(Records)
=====

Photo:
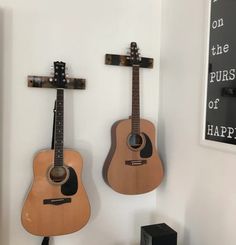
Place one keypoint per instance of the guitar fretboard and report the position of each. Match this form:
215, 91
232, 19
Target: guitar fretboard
59, 128
135, 101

=====

Exercise.
Copy out the rows above in full, offsetting each answer coordinate by adding 83 and leaving all other numbers unchanged. Omit the pictures.

Response for this exercise.
Photo:
Place one keypoint per instance of the guitar fretboard and report the position of each. Match this form:
215, 91
232, 19
Target: guitar fretboard
142, 211
218, 184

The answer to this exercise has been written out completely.